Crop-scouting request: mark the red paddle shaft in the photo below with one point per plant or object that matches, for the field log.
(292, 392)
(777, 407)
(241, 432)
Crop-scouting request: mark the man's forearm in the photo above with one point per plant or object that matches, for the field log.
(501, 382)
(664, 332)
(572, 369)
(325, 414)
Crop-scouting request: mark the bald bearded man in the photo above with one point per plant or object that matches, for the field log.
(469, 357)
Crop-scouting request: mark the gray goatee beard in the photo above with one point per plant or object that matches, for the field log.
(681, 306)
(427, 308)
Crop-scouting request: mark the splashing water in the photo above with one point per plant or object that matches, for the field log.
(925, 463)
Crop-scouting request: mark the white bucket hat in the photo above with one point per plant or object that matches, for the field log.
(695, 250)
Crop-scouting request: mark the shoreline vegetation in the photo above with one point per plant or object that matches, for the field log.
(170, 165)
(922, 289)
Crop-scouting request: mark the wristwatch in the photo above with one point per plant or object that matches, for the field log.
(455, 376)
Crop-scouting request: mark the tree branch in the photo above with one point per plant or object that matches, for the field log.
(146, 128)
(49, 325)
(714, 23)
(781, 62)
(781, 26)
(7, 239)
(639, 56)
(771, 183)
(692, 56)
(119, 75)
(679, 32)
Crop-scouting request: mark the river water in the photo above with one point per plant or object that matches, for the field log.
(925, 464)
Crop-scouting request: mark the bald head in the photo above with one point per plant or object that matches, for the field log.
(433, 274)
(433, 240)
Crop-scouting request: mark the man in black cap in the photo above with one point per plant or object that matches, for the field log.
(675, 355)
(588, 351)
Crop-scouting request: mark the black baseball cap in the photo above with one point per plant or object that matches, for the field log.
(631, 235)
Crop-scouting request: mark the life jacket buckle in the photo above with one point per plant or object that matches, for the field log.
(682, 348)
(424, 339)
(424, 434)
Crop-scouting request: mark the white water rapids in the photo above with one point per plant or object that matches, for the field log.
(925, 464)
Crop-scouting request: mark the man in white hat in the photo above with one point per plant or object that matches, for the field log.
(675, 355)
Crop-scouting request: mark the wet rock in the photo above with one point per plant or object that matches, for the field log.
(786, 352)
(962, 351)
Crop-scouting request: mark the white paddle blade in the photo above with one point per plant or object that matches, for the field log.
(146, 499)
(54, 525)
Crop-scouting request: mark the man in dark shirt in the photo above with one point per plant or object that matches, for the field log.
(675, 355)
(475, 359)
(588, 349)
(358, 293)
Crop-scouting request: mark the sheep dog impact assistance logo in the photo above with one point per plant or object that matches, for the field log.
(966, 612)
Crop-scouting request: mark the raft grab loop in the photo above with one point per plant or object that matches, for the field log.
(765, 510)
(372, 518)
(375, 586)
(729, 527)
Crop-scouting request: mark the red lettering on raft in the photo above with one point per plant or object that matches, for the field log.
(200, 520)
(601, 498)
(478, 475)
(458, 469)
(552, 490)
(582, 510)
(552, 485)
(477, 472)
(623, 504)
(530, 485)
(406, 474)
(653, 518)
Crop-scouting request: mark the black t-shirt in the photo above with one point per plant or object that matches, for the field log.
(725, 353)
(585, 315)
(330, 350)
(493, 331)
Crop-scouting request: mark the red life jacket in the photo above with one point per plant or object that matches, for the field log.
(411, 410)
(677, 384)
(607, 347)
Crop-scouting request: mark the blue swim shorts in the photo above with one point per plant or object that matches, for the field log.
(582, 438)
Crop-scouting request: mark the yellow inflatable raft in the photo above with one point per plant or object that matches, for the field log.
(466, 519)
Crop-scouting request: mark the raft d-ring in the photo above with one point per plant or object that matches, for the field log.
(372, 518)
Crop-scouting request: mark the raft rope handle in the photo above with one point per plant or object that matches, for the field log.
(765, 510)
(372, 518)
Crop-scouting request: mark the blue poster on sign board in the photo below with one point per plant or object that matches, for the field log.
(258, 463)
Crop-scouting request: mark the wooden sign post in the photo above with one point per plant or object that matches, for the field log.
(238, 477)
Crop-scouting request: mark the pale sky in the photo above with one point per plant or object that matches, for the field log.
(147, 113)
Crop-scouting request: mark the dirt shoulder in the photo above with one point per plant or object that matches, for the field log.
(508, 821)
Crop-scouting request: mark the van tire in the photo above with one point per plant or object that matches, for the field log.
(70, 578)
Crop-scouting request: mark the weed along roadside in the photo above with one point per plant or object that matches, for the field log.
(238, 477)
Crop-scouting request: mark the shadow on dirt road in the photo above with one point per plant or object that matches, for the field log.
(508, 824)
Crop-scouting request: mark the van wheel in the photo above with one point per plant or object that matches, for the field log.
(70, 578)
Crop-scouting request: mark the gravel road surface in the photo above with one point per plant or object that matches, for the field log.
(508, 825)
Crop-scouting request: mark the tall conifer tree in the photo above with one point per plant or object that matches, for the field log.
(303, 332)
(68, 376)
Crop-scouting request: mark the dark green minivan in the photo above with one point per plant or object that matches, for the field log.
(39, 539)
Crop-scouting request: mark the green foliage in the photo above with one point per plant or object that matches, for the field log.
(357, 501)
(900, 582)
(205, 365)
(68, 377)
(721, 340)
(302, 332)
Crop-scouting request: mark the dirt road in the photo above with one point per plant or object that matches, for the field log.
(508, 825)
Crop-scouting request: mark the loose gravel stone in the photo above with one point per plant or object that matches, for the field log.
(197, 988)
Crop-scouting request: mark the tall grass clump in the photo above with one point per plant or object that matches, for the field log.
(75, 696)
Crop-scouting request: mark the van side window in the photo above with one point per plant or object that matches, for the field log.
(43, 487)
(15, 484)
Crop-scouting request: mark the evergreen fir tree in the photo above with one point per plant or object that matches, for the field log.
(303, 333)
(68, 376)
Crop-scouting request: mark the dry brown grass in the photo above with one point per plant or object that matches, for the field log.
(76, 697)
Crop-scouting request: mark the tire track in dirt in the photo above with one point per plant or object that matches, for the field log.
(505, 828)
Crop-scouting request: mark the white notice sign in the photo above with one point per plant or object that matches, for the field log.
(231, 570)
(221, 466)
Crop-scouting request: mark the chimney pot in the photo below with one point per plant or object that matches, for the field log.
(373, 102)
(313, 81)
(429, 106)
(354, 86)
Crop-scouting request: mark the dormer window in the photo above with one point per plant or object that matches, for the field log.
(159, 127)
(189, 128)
= = = =
» Work to be completed
Copy the material above, line for line.

» Answer for this exercise
Crop-scouting request: mark the red paddle shaft in the photo below with one point per plant or object that matches, for the field log.
(292, 392)
(777, 407)
(241, 432)
Crop-scouting request: mark the man's forearm in the photo above with one point per plant or object that matches, for the field log.
(501, 382)
(664, 332)
(572, 369)
(325, 414)
Crop-scouting request: mark the bald bearded man in the photo above with one point per plant or object that matches, for the field log.
(469, 357)
Crop-scouting request: mark the gray goatee beard in the photo above with one point per plant or object that matches, for the field log.
(681, 306)
(427, 308)
Crop-scouting request: mark the splashing water in the photo above with one point per plant or object that matches, for the field log.
(925, 463)
Crop-scouting request: mark the white bucket hat in the photo above with one point per plant or object that matches, for the field log.
(695, 250)
Crop-scouting request: mark the shoreline vegetation in the photo above with one point per plant or object that matches, for the field log.
(170, 165)
(922, 289)
Crop-scouting request: mark the wristwatch in the photo above with one point per plant or object that matches, for the field log.
(455, 376)
Crop-scouting request: mark the tree branch in the photo above with one point per plant or object that matches, for the field log.
(146, 128)
(49, 325)
(714, 23)
(781, 62)
(781, 26)
(7, 239)
(639, 56)
(771, 183)
(692, 56)
(119, 75)
(679, 32)
Crop-scouting request: mark the river water in the photo above with one point per plant or object that matches, for the field log.
(925, 464)
Crop-scouting request: mark the bald head in the photo above with one point per plant or object that matches, for the field log.
(433, 274)
(433, 240)
Crop-scouting request: mark the man in black cap in the photo above with one point per plant or object that matches, for the field log.
(675, 355)
(588, 351)
Crop-scouting request: mark the black baseball cap in the photo above with one point per plant or object that matches, for the field log.
(631, 235)
Crop-scouting request: mark the life jacket buckle in the photo above with one point per plant or object that matches, for the field log.
(682, 348)
(424, 339)
(424, 434)
Crop-scouting request: mark the white water rapids in the photo above with one point per plant or object that matches, for the field log.
(925, 464)
Crop-scouting request: mark the man in white hat in the photo above with one point per plant or object that matches, for the field log.
(675, 355)
Crop-scouting request: mark the wet rock in the photo above with one point per plant or object that matches, for the field log.
(786, 352)
(962, 351)
Crop-scouting request: mark the white paddle blade in the photo above with one point per plant or object that matches, for the field log.
(146, 499)
(54, 525)
Crop-scouting request: mark the man in dark shirt in the photo above with one point per plant or object that matches, for the field log.
(675, 355)
(475, 359)
(588, 349)
(358, 293)
Crop-scouting request: mark the sheep dog impact assistance logo in the photo above with one point per plant or object that matches, for the field log.
(966, 612)
Crop-scouting request: mark the raft grab loop in the photo above with one point per plant or object that matches, for the field log.
(765, 510)
(372, 518)
(375, 586)
(729, 527)
Crop-scouting request: mark the red lettering on raft in the photo above with one point per plant or object that matches, for the field log.
(200, 520)
(601, 498)
(478, 475)
(458, 469)
(552, 490)
(582, 510)
(552, 485)
(477, 472)
(623, 504)
(530, 485)
(406, 474)
(653, 518)
Crop-scouting request: mark the black t-shirt in the photo above with one point per plant or object that matches, for the field log.
(725, 353)
(585, 315)
(330, 350)
(493, 331)
Crop-scouting request: mark the red life jacket in the photo above with one point per plant or object that matches, for the field log.
(411, 410)
(677, 384)
(607, 347)
Crop-scouting request: mark the blue swim shorts in the photo above with one point per plant or object that matches, for the field log.
(582, 438)
Crop-scouting request: mark the yellow inflatable raft in the photo above with one point per plant or object that matches, for the field log.
(466, 519)
Crop-scouting request: mark the raft d-ring in the photo above with one point per plant or object that matches, for the field log.
(372, 518)
Crop-scouting request: mark the raft rope handle in the photo above with one point per plant or object that matches, for the field log.
(765, 510)
(372, 518)
Crop-scouting request: mark the blue poster on sign board in the photo below with one point per plant or object that matches, for the field log.
(258, 463)
Crop-scouting request: mark the wooden sign post in the photo above with one point per plant or object that matches, for the field log.
(238, 477)
Crop-scouting request: mark the pale sky in the photo above with one point per plant or object that matches, for the field log.
(147, 113)
Crop-scouting request: mark the dirt shoulder in the photo above with one point per plant or object that matches, for the field log.
(508, 821)
Crop-scouting request: mark the van tire in the photo above with one point per plant or object that matches, for the field log.
(70, 578)
Crop-scouting request: mark the weed along roadside in the photo above with one point per plant or object that matches, for the field log.
(238, 477)
Crop-scouting request: mark the shadow on dirt road in the photo above with one point per plant or object that matches, for the field log.
(508, 824)
Crop-scouting request: mark the van wheel in the photo above with one point per plant or object that matches, for the field log.
(70, 578)
Crop-scouting request: mark the gravel road surface in the photo above with one point per plant or object that matches, for the field log.
(508, 825)
Crop-scouting request: mark the tall conifer tree in the photo above with one point per plant or object that matches, for the field log.
(303, 332)
(68, 376)
Crop-scouting request: mark the dark green minivan in the photo above with one point per plant or object that matches, for the field log.
(39, 539)
Crop-scouting request: mark the green foliage in the photo above with one point per plant or object that matches, for the field log.
(357, 501)
(900, 582)
(205, 365)
(68, 377)
(721, 340)
(302, 332)
Crop-scouting request: mark the dirt road in the photo above with one point per plant or object that matches, for the field log.
(508, 825)
Crop-scouting request: mark the loose gravel stone in the photo above with one point per plant or object that matches, for the field log.
(197, 988)
Crop-scouting request: mark the tall grass clump in the photo above with one point per plant or object that matches, for the field log.
(75, 696)
Crop-scouting request: mark the van side window in the photo above with one point per plant or object that matches, for the field log.
(43, 487)
(15, 484)
Crop-scouting request: mark the evergreen fir tree in the photo above with one point per plant or object that matches, for the field log.
(303, 333)
(68, 376)
Crop-scouting request: mark the dry brown grass in the photo above with one point per plant or object that matches, for the field log.
(76, 697)
Crop-scouting request: mark the tire track in dirt in the photo above with one point per plant or object that matches, for the field log.
(505, 828)
Crop-scouting request: mark the white notice sign in the photo above with one point per plant or object that matches, for the field log.
(231, 570)
(221, 466)
Crop-scouting request: mark the chimney pot in the photo below with one point per plant or object that matches, for the field log.
(373, 102)
(313, 81)
(429, 106)
(354, 86)
Crop-scouting request: mark the dormer window in the photo above with one point per plant or object that matches, for the field log.
(159, 127)
(189, 128)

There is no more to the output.